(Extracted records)
□ □ □ □ □ □ □
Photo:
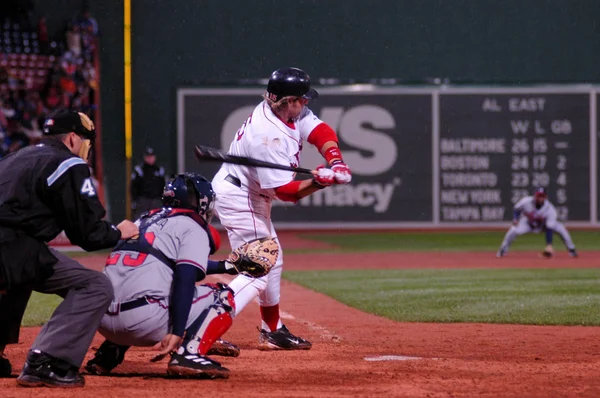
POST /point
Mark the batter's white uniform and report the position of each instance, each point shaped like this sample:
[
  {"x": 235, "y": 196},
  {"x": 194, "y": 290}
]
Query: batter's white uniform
[
  {"x": 136, "y": 275},
  {"x": 534, "y": 220},
  {"x": 245, "y": 194}
]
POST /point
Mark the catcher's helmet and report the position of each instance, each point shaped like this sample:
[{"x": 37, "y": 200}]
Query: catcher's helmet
□ □ □ □ □ □ □
> Problem description
Please pick out every line of the records above that contains the string "position". Case counts.

> Solution for this exercise
Mark the batter's white uniform and report the position of each instance, each point shaped like this sample:
Mark the catcher's helmet and report the position of each instance, each point shaped like this sample:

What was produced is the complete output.